** begin GIVEN ENTRIES **
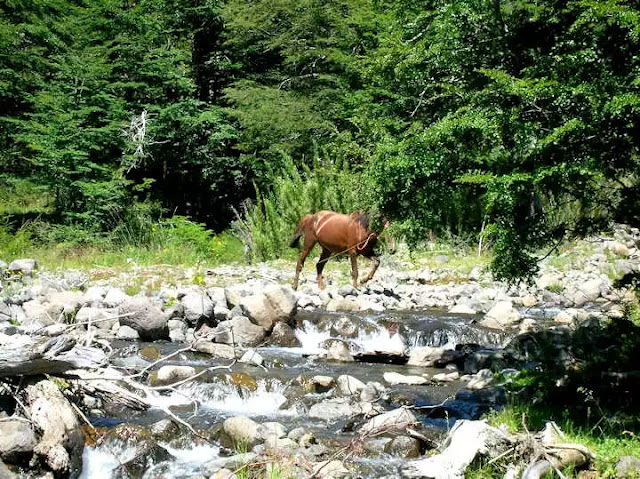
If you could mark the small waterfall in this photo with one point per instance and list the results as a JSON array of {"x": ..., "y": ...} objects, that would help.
[
  {"x": 222, "y": 396},
  {"x": 310, "y": 338}
]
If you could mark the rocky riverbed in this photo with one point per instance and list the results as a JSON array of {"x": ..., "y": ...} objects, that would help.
[{"x": 197, "y": 373}]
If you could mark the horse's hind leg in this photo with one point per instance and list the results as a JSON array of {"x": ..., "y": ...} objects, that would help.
[
  {"x": 376, "y": 262},
  {"x": 324, "y": 257},
  {"x": 354, "y": 270},
  {"x": 308, "y": 246}
]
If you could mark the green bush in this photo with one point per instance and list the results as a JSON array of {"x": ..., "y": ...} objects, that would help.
[{"x": 266, "y": 226}]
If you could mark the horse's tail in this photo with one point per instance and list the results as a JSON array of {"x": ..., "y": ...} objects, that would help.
[{"x": 300, "y": 231}]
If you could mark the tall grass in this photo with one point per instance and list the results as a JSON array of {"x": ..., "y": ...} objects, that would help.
[{"x": 266, "y": 226}]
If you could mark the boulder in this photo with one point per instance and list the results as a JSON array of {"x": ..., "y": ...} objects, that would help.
[
  {"x": 100, "y": 318},
  {"x": 215, "y": 349},
  {"x": 26, "y": 267},
  {"x": 128, "y": 333},
  {"x": 197, "y": 306},
  {"x": 239, "y": 432},
  {"x": 239, "y": 331},
  {"x": 17, "y": 441},
  {"x": 501, "y": 315},
  {"x": 61, "y": 440},
  {"x": 426, "y": 356},
  {"x": 403, "y": 446},
  {"x": 395, "y": 420},
  {"x": 171, "y": 374},
  {"x": 114, "y": 297},
  {"x": 144, "y": 317},
  {"x": 348, "y": 385},
  {"x": 396, "y": 378}
]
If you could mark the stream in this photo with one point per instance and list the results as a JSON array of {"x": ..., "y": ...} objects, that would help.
[{"x": 279, "y": 391}]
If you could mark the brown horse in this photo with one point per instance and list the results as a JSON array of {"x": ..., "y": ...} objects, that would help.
[{"x": 337, "y": 234}]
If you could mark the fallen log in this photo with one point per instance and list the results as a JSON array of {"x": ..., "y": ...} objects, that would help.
[{"x": 54, "y": 356}]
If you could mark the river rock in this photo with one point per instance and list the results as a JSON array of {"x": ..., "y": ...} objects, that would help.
[
  {"x": 197, "y": 306},
  {"x": 147, "y": 454},
  {"x": 348, "y": 385},
  {"x": 501, "y": 315},
  {"x": 146, "y": 318},
  {"x": 171, "y": 374},
  {"x": 426, "y": 356},
  {"x": 26, "y": 267},
  {"x": 481, "y": 380},
  {"x": 342, "y": 304},
  {"x": 215, "y": 349},
  {"x": 395, "y": 420},
  {"x": 333, "y": 409},
  {"x": 627, "y": 467},
  {"x": 240, "y": 331},
  {"x": 238, "y": 432},
  {"x": 396, "y": 378},
  {"x": 114, "y": 297},
  {"x": 62, "y": 440},
  {"x": 283, "y": 335},
  {"x": 17, "y": 441},
  {"x": 403, "y": 446},
  {"x": 100, "y": 318},
  {"x": 329, "y": 470},
  {"x": 251, "y": 356},
  {"x": 128, "y": 333},
  {"x": 337, "y": 350}
]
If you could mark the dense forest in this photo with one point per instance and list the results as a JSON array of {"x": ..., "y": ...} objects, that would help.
[{"x": 515, "y": 119}]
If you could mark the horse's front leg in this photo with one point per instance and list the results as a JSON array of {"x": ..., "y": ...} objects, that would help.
[
  {"x": 376, "y": 262},
  {"x": 354, "y": 270},
  {"x": 303, "y": 256}
]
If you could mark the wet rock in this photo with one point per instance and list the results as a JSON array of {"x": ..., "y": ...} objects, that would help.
[
  {"x": 403, "y": 446},
  {"x": 283, "y": 335},
  {"x": 251, "y": 356},
  {"x": 94, "y": 295},
  {"x": 395, "y": 420},
  {"x": 114, "y": 298},
  {"x": 628, "y": 467},
  {"x": 233, "y": 294},
  {"x": 62, "y": 440},
  {"x": 146, "y": 318},
  {"x": 239, "y": 431},
  {"x": 333, "y": 409},
  {"x": 337, "y": 351},
  {"x": 172, "y": 374},
  {"x": 396, "y": 378},
  {"x": 100, "y": 318},
  {"x": 323, "y": 383},
  {"x": 215, "y": 349},
  {"x": 481, "y": 380},
  {"x": 164, "y": 430},
  {"x": 127, "y": 332},
  {"x": 501, "y": 315},
  {"x": 271, "y": 429},
  {"x": 342, "y": 304},
  {"x": 281, "y": 301},
  {"x": 5, "y": 473},
  {"x": 278, "y": 445},
  {"x": 425, "y": 357},
  {"x": 25, "y": 267},
  {"x": 241, "y": 331},
  {"x": 329, "y": 470},
  {"x": 197, "y": 306},
  {"x": 348, "y": 385},
  {"x": 147, "y": 454},
  {"x": 17, "y": 441}
]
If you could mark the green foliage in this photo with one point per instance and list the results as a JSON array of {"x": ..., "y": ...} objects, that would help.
[{"x": 266, "y": 226}]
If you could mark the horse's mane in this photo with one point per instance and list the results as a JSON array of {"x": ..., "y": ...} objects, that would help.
[{"x": 361, "y": 218}]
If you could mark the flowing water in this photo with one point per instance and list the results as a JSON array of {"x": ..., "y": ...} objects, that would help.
[{"x": 275, "y": 393}]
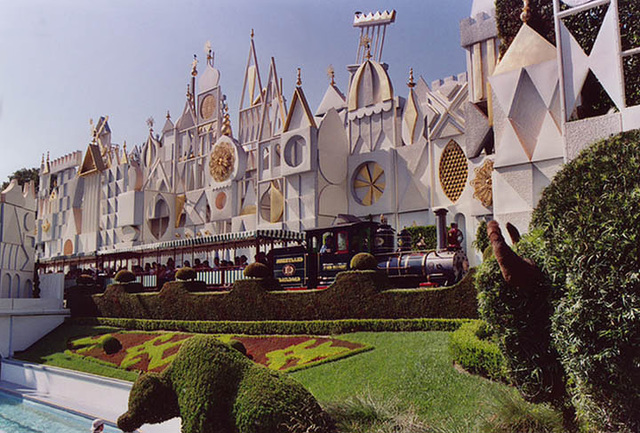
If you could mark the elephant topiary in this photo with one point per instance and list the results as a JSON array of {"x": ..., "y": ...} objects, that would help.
[{"x": 215, "y": 389}]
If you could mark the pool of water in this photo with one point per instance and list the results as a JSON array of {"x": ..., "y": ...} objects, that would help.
[{"x": 18, "y": 415}]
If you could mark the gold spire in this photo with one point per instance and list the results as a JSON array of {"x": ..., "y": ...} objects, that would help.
[
  {"x": 150, "y": 123},
  {"x": 526, "y": 12},
  {"x": 226, "y": 121},
  {"x": 365, "y": 41},
  {"x": 411, "y": 83},
  {"x": 194, "y": 64},
  {"x": 331, "y": 73}
]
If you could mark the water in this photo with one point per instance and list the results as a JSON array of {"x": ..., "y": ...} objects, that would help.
[{"x": 18, "y": 415}]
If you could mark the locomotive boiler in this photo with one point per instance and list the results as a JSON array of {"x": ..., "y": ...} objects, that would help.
[{"x": 328, "y": 251}]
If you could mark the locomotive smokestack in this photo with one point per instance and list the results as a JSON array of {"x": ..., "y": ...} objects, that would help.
[{"x": 441, "y": 228}]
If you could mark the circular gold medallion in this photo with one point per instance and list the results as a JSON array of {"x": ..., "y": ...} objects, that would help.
[
  {"x": 207, "y": 107},
  {"x": 222, "y": 162}
]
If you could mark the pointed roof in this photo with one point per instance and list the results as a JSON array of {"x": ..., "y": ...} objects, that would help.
[
  {"x": 274, "y": 113},
  {"x": 299, "y": 110},
  {"x": 528, "y": 48},
  {"x": 252, "y": 84},
  {"x": 333, "y": 98},
  {"x": 92, "y": 162}
]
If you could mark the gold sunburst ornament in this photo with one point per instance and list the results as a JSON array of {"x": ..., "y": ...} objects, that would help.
[
  {"x": 222, "y": 162},
  {"x": 482, "y": 184}
]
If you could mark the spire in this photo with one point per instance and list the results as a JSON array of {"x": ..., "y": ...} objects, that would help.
[
  {"x": 526, "y": 11},
  {"x": 411, "y": 84},
  {"x": 226, "y": 121},
  {"x": 331, "y": 74}
]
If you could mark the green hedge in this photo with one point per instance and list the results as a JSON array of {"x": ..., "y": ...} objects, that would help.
[
  {"x": 475, "y": 354},
  {"x": 354, "y": 295},
  {"x": 311, "y": 327}
]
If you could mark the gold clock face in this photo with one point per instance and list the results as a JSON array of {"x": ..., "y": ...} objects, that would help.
[
  {"x": 222, "y": 162},
  {"x": 207, "y": 107}
]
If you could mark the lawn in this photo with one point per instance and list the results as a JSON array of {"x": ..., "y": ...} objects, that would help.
[{"x": 411, "y": 370}]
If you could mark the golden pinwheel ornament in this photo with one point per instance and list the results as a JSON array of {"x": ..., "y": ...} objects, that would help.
[
  {"x": 222, "y": 162},
  {"x": 369, "y": 183}
]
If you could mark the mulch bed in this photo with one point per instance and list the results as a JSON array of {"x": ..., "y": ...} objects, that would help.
[{"x": 258, "y": 347}]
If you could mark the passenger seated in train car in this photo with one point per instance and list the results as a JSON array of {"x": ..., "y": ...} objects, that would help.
[
  {"x": 328, "y": 244},
  {"x": 454, "y": 237}
]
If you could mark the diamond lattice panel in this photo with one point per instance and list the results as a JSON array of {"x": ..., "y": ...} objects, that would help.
[{"x": 454, "y": 171}]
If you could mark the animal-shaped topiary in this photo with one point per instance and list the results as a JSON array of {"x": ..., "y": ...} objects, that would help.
[{"x": 215, "y": 389}]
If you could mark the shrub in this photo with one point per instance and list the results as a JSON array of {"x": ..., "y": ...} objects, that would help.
[
  {"x": 363, "y": 262},
  {"x": 257, "y": 270},
  {"x": 520, "y": 317},
  {"x": 85, "y": 280},
  {"x": 591, "y": 242},
  {"x": 236, "y": 344},
  {"x": 481, "y": 243},
  {"x": 125, "y": 276},
  {"x": 110, "y": 344},
  {"x": 470, "y": 347},
  {"x": 186, "y": 274}
]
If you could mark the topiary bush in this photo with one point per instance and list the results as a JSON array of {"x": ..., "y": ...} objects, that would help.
[
  {"x": 591, "y": 247},
  {"x": 364, "y": 262},
  {"x": 186, "y": 274},
  {"x": 215, "y": 389},
  {"x": 257, "y": 270},
  {"x": 110, "y": 344},
  {"x": 481, "y": 242},
  {"x": 125, "y": 276},
  {"x": 471, "y": 347}
]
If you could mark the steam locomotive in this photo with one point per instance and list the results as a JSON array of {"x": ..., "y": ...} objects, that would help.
[{"x": 328, "y": 251}]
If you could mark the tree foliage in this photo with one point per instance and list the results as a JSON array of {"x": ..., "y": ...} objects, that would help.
[{"x": 24, "y": 175}]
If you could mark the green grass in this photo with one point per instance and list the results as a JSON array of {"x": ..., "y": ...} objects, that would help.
[
  {"x": 414, "y": 370},
  {"x": 52, "y": 350}
]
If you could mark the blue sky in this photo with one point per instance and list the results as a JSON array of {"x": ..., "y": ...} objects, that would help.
[{"x": 63, "y": 62}]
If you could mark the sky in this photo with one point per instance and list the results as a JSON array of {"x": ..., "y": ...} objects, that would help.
[{"x": 64, "y": 62}]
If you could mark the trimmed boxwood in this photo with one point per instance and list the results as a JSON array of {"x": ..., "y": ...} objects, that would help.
[
  {"x": 214, "y": 389},
  {"x": 110, "y": 344},
  {"x": 124, "y": 276},
  {"x": 308, "y": 327},
  {"x": 471, "y": 349},
  {"x": 590, "y": 248}
]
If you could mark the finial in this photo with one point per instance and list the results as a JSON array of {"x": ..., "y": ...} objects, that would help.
[
  {"x": 526, "y": 12},
  {"x": 331, "y": 73},
  {"x": 365, "y": 42},
  {"x": 411, "y": 83},
  {"x": 194, "y": 64}
]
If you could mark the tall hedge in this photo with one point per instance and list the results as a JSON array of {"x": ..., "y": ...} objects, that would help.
[
  {"x": 589, "y": 217},
  {"x": 354, "y": 295}
]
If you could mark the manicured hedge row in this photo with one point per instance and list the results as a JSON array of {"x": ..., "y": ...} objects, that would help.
[
  {"x": 354, "y": 295},
  {"x": 475, "y": 354},
  {"x": 312, "y": 327}
]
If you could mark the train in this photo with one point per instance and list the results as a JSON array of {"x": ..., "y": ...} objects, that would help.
[{"x": 329, "y": 250}]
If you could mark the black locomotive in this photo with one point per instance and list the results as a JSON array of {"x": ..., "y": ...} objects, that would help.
[{"x": 329, "y": 250}]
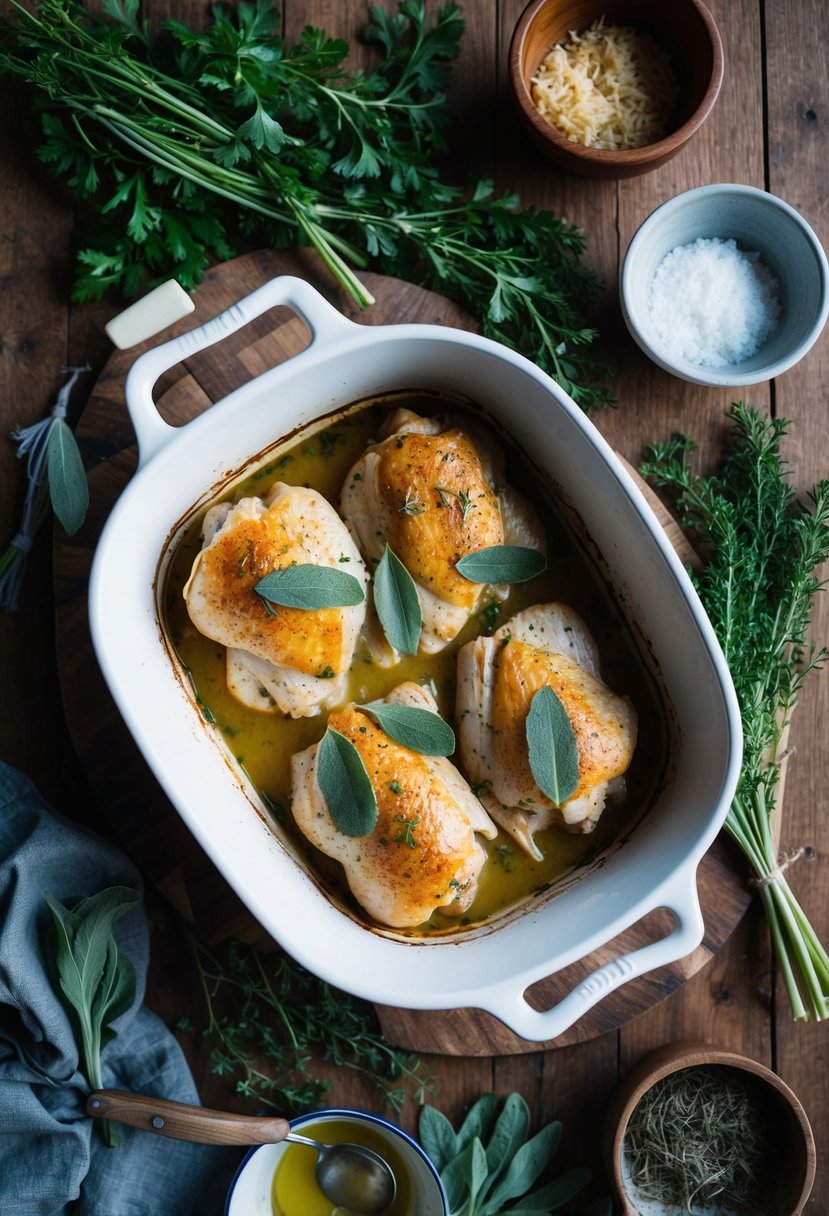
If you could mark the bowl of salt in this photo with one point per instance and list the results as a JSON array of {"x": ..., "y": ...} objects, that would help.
[{"x": 725, "y": 286}]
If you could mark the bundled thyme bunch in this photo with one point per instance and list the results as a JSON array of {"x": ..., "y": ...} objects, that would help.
[
  {"x": 204, "y": 134},
  {"x": 761, "y": 549},
  {"x": 268, "y": 1020}
]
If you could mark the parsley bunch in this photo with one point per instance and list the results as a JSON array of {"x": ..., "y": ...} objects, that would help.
[
  {"x": 761, "y": 550},
  {"x": 182, "y": 142}
]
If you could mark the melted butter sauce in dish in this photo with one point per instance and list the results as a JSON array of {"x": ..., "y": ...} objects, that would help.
[{"x": 524, "y": 843}]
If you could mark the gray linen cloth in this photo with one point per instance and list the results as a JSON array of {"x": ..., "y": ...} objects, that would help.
[{"x": 52, "y": 1159}]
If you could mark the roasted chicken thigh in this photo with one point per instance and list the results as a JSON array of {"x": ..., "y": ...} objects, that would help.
[
  {"x": 283, "y": 659},
  {"x": 434, "y": 493},
  {"x": 423, "y": 853},
  {"x": 547, "y": 645}
]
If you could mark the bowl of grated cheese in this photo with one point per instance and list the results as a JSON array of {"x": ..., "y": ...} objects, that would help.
[
  {"x": 725, "y": 285},
  {"x": 614, "y": 89}
]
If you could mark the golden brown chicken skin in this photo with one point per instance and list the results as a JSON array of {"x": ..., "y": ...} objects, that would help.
[{"x": 423, "y": 853}]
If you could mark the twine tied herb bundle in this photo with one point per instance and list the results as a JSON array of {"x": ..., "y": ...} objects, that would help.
[{"x": 762, "y": 546}]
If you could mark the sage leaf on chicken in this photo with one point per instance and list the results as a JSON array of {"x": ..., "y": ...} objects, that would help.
[
  {"x": 552, "y": 747},
  {"x": 502, "y": 563},
  {"x": 396, "y": 603},
  {"x": 345, "y": 784},
  {"x": 310, "y": 587},
  {"x": 416, "y": 728}
]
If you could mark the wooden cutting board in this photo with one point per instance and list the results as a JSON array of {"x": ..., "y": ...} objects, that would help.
[{"x": 133, "y": 808}]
** end GIVEN ENTRIES **
• INSTRUCTION: Write out exactly the final stretch of the records: the line containing "If you could mark the twine" and every line after it, through the last, and nothing else.

• RESULT FOR THIS TASK:
If you could mark the twine tied herb bundle in this photo with one point per instance and list the results as a JSON array of {"x": ..., "y": ...} objects, that would help.
[{"x": 762, "y": 546}]
If you could mark the sage leaf on chicken in this photo with one point per instance and list the results as a JSON array of {"x": ..., "y": ...} objects, that would help.
[
  {"x": 552, "y": 747},
  {"x": 502, "y": 563},
  {"x": 396, "y": 603},
  {"x": 345, "y": 784},
  {"x": 310, "y": 587},
  {"x": 416, "y": 728}
]
If you could mark the wooden cutting board in this photo with one point per instance and list the results as a JSON array of {"x": ..., "y": ...} objects, that would help.
[{"x": 133, "y": 808}]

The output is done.